Nothing should change. Output the data exactly.

# Referring expression data

□ □ □ □ □ □ □

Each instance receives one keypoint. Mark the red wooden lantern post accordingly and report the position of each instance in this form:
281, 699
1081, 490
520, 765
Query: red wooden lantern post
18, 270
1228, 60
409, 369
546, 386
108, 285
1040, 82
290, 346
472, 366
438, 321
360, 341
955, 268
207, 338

□ □ □ □ □ □ □

# ANSWER TO THIS PROBLEM
Each instance receives one keypoint. Mark the red wooden lantern post accordingly and report the position of each instance in this form:
281, 699
1081, 490
520, 765
Query: red wooden lantern post
18, 270
1228, 60
409, 369
546, 386
108, 285
1040, 82
290, 346
472, 366
438, 321
360, 341
955, 268
207, 338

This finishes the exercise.